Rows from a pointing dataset
↓

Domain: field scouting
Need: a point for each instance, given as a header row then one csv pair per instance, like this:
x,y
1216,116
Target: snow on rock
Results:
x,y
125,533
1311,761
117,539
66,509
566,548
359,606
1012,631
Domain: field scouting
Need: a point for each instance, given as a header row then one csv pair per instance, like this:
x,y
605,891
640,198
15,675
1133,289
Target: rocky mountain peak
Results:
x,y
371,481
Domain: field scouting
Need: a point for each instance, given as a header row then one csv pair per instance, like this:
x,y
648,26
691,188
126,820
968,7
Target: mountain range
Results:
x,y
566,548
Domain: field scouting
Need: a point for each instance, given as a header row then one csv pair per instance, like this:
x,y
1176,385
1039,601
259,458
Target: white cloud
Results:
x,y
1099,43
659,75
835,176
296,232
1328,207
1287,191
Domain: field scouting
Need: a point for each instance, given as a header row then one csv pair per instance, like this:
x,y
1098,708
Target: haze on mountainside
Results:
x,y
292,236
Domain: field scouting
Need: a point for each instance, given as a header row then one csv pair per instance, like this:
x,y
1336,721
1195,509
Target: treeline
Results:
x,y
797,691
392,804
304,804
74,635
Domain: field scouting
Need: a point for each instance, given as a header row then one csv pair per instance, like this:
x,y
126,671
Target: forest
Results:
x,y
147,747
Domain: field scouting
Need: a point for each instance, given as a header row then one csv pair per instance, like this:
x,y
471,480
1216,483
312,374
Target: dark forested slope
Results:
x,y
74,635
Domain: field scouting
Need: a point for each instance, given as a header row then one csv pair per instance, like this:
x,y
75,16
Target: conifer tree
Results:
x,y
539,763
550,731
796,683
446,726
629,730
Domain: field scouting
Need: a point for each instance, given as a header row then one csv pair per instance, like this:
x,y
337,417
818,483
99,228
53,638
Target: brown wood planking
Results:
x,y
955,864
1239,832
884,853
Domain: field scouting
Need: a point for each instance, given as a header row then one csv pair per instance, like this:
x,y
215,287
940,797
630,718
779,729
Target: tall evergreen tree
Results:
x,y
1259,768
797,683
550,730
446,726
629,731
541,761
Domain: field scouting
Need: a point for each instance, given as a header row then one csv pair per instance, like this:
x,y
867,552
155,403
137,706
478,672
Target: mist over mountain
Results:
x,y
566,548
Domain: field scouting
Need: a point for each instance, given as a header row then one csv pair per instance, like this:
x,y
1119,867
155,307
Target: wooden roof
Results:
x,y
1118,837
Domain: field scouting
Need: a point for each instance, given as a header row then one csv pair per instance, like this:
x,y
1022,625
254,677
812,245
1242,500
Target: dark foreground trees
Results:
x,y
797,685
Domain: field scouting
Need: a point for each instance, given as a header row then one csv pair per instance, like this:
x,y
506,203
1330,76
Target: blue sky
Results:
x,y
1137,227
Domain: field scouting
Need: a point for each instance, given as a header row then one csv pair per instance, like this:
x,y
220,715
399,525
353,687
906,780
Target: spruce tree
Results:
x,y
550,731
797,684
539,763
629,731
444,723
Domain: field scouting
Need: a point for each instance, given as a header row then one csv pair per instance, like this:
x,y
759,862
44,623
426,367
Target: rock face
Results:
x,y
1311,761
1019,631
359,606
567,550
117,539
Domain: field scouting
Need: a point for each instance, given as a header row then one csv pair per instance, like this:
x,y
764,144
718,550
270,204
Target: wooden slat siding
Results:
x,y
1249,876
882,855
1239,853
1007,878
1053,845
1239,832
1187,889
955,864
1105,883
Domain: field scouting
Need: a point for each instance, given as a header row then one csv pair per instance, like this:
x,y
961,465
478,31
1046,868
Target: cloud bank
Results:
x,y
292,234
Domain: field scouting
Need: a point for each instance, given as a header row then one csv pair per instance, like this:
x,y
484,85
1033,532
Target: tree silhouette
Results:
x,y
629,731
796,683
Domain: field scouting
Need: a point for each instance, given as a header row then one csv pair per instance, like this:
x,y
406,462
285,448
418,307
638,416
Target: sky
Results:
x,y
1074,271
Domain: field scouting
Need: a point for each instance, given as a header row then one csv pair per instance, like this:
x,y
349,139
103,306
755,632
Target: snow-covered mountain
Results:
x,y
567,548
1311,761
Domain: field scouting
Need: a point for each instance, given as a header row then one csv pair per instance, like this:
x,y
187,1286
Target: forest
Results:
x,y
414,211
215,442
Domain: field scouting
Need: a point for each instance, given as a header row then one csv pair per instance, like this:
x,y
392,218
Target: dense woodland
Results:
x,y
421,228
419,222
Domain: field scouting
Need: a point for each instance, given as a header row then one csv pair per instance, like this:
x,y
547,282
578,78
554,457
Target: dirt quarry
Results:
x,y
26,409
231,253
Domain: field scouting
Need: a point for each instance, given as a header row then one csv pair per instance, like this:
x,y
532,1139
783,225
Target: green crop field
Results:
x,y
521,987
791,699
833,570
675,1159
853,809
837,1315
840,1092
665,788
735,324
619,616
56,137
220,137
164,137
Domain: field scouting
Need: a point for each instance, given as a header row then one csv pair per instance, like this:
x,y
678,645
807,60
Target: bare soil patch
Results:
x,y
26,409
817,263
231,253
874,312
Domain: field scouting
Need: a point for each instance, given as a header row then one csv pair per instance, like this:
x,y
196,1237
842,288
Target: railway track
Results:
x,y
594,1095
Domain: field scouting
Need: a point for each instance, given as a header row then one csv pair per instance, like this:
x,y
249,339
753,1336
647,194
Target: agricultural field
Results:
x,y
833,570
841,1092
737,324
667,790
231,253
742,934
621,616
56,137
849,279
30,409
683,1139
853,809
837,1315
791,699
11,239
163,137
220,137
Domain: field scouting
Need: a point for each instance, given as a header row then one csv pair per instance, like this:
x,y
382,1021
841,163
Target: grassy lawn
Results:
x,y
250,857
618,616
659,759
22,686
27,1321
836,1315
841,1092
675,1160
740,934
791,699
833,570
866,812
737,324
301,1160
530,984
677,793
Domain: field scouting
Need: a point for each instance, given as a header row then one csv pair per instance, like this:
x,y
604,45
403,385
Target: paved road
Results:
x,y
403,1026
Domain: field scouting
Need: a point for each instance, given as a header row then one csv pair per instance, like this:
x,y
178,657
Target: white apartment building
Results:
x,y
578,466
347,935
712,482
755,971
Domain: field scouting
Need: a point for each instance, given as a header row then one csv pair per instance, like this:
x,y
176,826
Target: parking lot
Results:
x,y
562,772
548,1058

↑

*Directive*
Restate all of the entries above precisely.

*Exercise solution*
Domain: field scouting
Need: a point for each instance, given as a header row then one csv pair per instance, like this:
x,y
1216,116
Target: snow on rock
Results:
x,y
125,533
1311,761
117,539
66,509
566,548
359,606
1012,631
Domain: field scouting
Need: a point for each instance, given as a header row then one csv pair per instance, like this:
x,y
605,891
640,198
15,675
1133,289
Target: rocky mountain peak
Results:
x,y
371,481
Domain: field scouting
Need: a point for each instance, given as a header row then one csv pair per instance, like this:
x,y
648,26
691,188
126,820
968,7
Target: mountain range
Results:
x,y
566,548
Domain: field scouting
Need: a point for each instance, given as a header row then one csv pair per instance, like this:
x,y
1176,385
1039,601
259,458
Target: white cloud
Results:
x,y
1099,43
659,75
835,176
296,232
1328,207
1287,191
Domain: field scouting
Need: a point for each instance, given as a header row then one csv pair per instance, like this:
x,y
1098,708
Target: haze on mountainside
Results:
x,y
292,236
Domain: field scouting
Need: a point for each instance, given as a header row then one csv pair per instance, like this:
x,y
1336,721
1195,509
Target: treeline
Results:
x,y
797,691
392,804
304,804
74,635
Domain: field scouting
Need: a point for each instance, given as a header row then one csv pair per instance, like this:
x,y
126,671
Target: forest
Results:
x,y
147,747
Domain: field scouting
Need: a point for each instance, given as a header row then one csv pair per instance, like this:
x,y
471,480
1216,483
312,374
Target: dark forested slope
Results:
x,y
74,635
Domain: field scouting
Need: a point for each instance, given as a header row then one csv pair per instance, like this:
x,y
75,16
Target: conifer tree
Results:
x,y
539,763
550,731
796,683
446,726
629,730
Domain: field scouting
Need: a point for each instance, given as a header row then one csv pair per instance, like this:
x,y
337,417
818,483
99,228
53,638
Target: brown wood planking
Results:
x,y
955,864
1239,832
884,853
Domain: field scouting
Need: a point for each instance, given as a header row then one csv pair per instance, like this:
x,y
215,287
940,797
630,718
779,729
Target: tall evergreen tree
Results:
x,y
1259,768
797,683
550,730
446,726
629,731
541,761
Domain: field scouting
Need: a point for each instance, given as a header row then one csv pair per instance, like this:
x,y
867,552
155,403
137,706
478,672
Target: mist over mountain
Results:
x,y
566,548
Domain: field scouting
Need: a point for each instance, given as a header row then one csv pair per instance, like this:
x,y
1119,867
155,307
Target: wooden roof
Results:
x,y
1118,837
Domain: field scouting
Need: a point for each instance, given as a header row then one csv pair per instance, like this:
x,y
1022,625
254,677
812,245
1242,500
Target: dark foreground trees
Results:
x,y
797,685
Domain: field scouting
Need: a point for each instance, given as a header row then one csv pair per instance, like this:
x,y
506,203
1330,76
Target: blue sky
Results:
x,y
1137,227
Domain: field scouting
Need: a point for each instance, given as a header row then one csv pair per instance, like this:
x,y
220,715
399,525
353,687
906,780
Target: spruce tree
Results:
x,y
550,731
797,684
539,763
629,731
444,723
Domain: field scouting
Need: a point for each instance, given as a header row then one csv pair per instance, like this:
x,y
759,862
44,623
426,367
Target: rock face
Results:
x,y
1311,761
1019,631
359,606
567,550
117,539
Domain: field scouting
Need: a point for each instance, given as a header row then one csv pair per instance, like this:
x,y
764,144
718,550
270,204
Target: wooden slat siding
Results:
x,y
1249,876
882,855
1239,853
1007,878
1053,845
1239,832
1187,889
955,864
1105,883
Domain: field scouting
Need: a point for each instance, given as a header row then one csv pair per instance, like this:
x,y
961,465
478,31
1046,868
Target: cloud bank
Results:
x,y
292,234
Domain: field scouting
Need: a point for each instance, given as a header row then one csv pair per instance, like this:
x,y
484,85
1033,532
Target: tree silhouette
Results:
x,y
629,731
796,683
Domain: field scouting
Need: a point for each instance, given as a header row then one csv pair per instance, like this:
x,y
406,462
285,448
418,307
638,416
Target: sky
Results:
x,y
1074,271
Domain: field scouting
Need: a point for each instance, given as a header row then one csv pair per instance, like this:
x,y
349,139
103,306
755,632
Target: snow-covered mountain
Results:
x,y
567,548
1311,761
Domain: field scouting
Need: a point for each instance, given as a header row then one csv pair per instance, like this:
x,y
187,1286
Target: forest
Results:
x,y
414,211
215,442
Domain: field scouting
Need: a point for each instance, given as a header row then one csv pair per instance, like this:
x,y
392,218
Target: dense woodland
Results:
x,y
421,228
419,222
Domain: field scouting
Need: a point for each instance, given as a header row then one csv pair per instance, like this:
x,y
547,282
578,78
554,457
Target: dirt quarry
Results:
x,y
26,409
231,253
Domain: field scouting
Need: a point for each instance, given as a header row then one csv pair per instance, like this:
x,y
532,1139
783,225
Target: green crop field
Results:
x,y
521,987
791,699
833,570
675,1159
853,809
837,1315
840,1092
665,788
735,324
619,616
56,137
220,137
164,137
Domain: field scouting
Need: a point for each instance, given as a header row then one csv pair per instance, like this:
x,y
678,645
807,60
Target: bare soil patch
Results:
x,y
26,409
817,263
231,253
874,312
Domain: field scouting
Need: a point for each instance, given as a header row then one csv pair per instance, like this:
x,y
196,1237
842,288
Target: railway track
Results:
x,y
594,1095
Domain: field scouting
Need: a point for each instance, given as a header row then one csv pair per instance, like this:
x,y
249,339
753,1336
647,194
Target: agricultural field
Results:
x,y
833,570
841,1092
737,324
667,790
231,253
742,934
621,616
56,137
849,279
30,409
683,1139
853,809
837,1315
791,699
11,239
163,137
220,137
Domain: field scouting
Need: a point for each instance, given as a header row then one csv pair per instance, like this:
x,y
382,1021
841,163
Target: grassy lawn
Results:
x,y
250,857
618,616
659,759
22,686
27,1321
836,1315
841,1092
675,1160
740,934
791,699
833,570
866,812
737,324
301,1160
530,984
677,793
Domain: field scouting
Need: a point for each instance, given as a header row then one csv pair per instance, like this:
x,y
604,45
403,385
Target: paved road
Results:
x,y
403,1026
Domain: field scouting
Need: a point for each instance, given as a header row then one csv pair per instance, like this:
x,y
178,657
Target: white apartment building
Results:
x,y
578,466
347,935
712,482
755,971
Domain: field scouting
Need: a point for each instance, given as a header row then one csv pair per instance, like this:
x,y
176,826
Target: parking lot
Results:
x,y
562,772
548,1058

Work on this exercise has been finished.